▶ _Task objective_: Every line in the listing is to be echoed verbatim.

▶ _Given records_:
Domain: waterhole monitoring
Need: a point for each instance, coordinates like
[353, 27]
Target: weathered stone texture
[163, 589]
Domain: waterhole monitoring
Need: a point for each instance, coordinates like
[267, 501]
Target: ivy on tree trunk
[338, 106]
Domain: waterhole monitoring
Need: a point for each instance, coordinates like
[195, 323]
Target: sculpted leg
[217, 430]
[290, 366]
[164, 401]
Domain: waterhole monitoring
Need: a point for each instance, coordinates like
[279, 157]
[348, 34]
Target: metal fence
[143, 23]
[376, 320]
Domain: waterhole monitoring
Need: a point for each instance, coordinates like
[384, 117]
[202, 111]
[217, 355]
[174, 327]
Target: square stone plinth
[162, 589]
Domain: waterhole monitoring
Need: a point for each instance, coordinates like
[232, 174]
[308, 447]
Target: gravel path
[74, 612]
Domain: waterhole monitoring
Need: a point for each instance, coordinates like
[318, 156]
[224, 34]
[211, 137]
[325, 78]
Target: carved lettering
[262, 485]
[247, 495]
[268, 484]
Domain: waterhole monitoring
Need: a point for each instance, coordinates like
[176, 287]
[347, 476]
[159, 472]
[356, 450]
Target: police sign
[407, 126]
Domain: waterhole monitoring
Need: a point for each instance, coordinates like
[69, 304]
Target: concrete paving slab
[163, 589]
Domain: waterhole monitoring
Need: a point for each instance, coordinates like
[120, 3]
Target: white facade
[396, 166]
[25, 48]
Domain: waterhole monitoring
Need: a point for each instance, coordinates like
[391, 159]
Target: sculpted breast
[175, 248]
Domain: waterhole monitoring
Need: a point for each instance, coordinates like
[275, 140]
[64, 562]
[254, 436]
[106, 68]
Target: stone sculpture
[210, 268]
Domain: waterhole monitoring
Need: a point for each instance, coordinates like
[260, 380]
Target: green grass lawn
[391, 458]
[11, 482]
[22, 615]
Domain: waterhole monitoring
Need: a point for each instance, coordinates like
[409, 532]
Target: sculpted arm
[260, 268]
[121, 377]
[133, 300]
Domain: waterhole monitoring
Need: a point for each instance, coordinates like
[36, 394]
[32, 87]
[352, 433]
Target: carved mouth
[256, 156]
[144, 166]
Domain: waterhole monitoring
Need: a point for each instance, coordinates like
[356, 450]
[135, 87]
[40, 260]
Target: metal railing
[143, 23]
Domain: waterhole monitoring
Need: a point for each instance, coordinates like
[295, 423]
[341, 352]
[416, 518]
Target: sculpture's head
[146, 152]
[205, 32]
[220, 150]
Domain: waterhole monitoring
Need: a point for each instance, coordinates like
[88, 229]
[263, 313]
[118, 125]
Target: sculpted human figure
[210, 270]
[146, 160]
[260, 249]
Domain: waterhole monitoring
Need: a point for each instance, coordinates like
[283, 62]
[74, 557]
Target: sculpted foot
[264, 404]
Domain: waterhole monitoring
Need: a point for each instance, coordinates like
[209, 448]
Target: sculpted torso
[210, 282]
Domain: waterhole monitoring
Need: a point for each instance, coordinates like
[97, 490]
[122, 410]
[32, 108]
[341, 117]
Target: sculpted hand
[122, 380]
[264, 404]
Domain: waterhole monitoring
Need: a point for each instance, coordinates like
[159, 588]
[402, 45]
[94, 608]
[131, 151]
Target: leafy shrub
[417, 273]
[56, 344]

▶ _Finished answer_:
Domain: waterhole monitoring
Need: a point for each instance, coordinates like
[353, 27]
Target: weathered stone texture
[163, 589]
Domain: waterhole monitoring
Need: a point for each instance, coordinates like
[267, 501]
Target: ivy on tree trunk
[338, 106]
Domain: waterhole monitoring
Need: a point for each instance, coordinates like
[195, 323]
Target: sculpted leg
[217, 430]
[290, 366]
[164, 401]
Domain: waterhole monitoring
Need: a point for each instance, coordinates like
[279, 157]
[348, 34]
Target: metal fence
[143, 23]
[376, 320]
Domain: waterhole monitoring
Need: a point for each instance, coordinates like
[384, 117]
[202, 111]
[217, 355]
[174, 327]
Target: square stone plinth
[162, 589]
Domain: waterhole monitoring
Need: a point for each instance, coordinates like
[232, 174]
[308, 447]
Target: gravel path
[74, 612]
Domain: waterhole monitoring
Need: a point for each instance, coordinates like
[318, 156]
[224, 34]
[211, 137]
[325, 78]
Target: carved lettering
[262, 485]
[247, 495]
[268, 484]
Domain: waterhole monitoring
Need: a point for each instance, coordinates like
[176, 287]
[347, 476]
[159, 472]
[356, 450]
Target: police sign
[407, 126]
Domain: waterhole monitoring
Need: a point for each instance, coordinates like
[69, 304]
Target: concrete paving slab
[163, 589]
Domain: waterhole monitoring
Need: a point for each instance, coordinates like
[120, 3]
Target: white facade
[396, 166]
[25, 48]
Domain: waterhole monitoring
Need: a point for each instance, coordinates like
[391, 159]
Target: sculpted breast
[175, 248]
Domain: waterhole monitoring
Need: a point for each instance, coordinates like
[275, 140]
[64, 562]
[254, 436]
[106, 68]
Target: stone sculpture
[210, 268]
Domain: waterhole monitoring
Need: a point for each instance, coordinates like
[260, 380]
Target: green grass lawn
[391, 458]
[11, 482]
[22, 615]
Domain: waterhole monitoring
Need: a point for each instance, coordinates like
[409, 532]
Target: sculpted arm
[260, 268]
[121, 377]
[133, 300]
Domain: waterhole monitoring
Need: a point for each instance, coordinates like
[36, 394]
[32, 87]
[352, 433]
Target: carved mouth
[256, 156]
[144, 166]
Domain: waterhole monitoring
Need: a point for each instance, coordinates like
[356, 450]
[135, 87]
[40, 260]
Target: metal railing
[143, 23]
Domain: waterhole monitoring
Need: a point for each instance, coordinates like
[295, 423]
[341, 352]
[416, 518]
Target: sculpture's head
[146, 152]
[205, 32]
[220, 150]
Domain: waterhole monitoring
Need: a point for each instance, coordinates like
[88, 229]
[263, 313]
[118, 125]
Target: sculpted human figure
[210, 270]
[146, 160]
[260, 249]
Domain: waterhole monitoring
Need: a point for each instance, coordinates like
[283, 62]
[74, 557]
Target: sculpted foot
[264, 404]
Domain: waterhole monitoring
Need: a point for each instance, coordinates like
[209, 448]
Target: sculpted torso
[210, 282]
Domain: waterhole monitoring
Need: a point for each instance, coordinates like
[97, 490]
[122, 410]
[32, 108]
[341, 117]
Target: sculpted hand
[122, 380]
[264, 404]
Domain: waterhole monitoring
Need: a point for each instance, coordinates like
[159, 588]
[402, 45]
[94, 608]
[131, 151]
Target: leafy shrub
[417, 273]
[56, 344]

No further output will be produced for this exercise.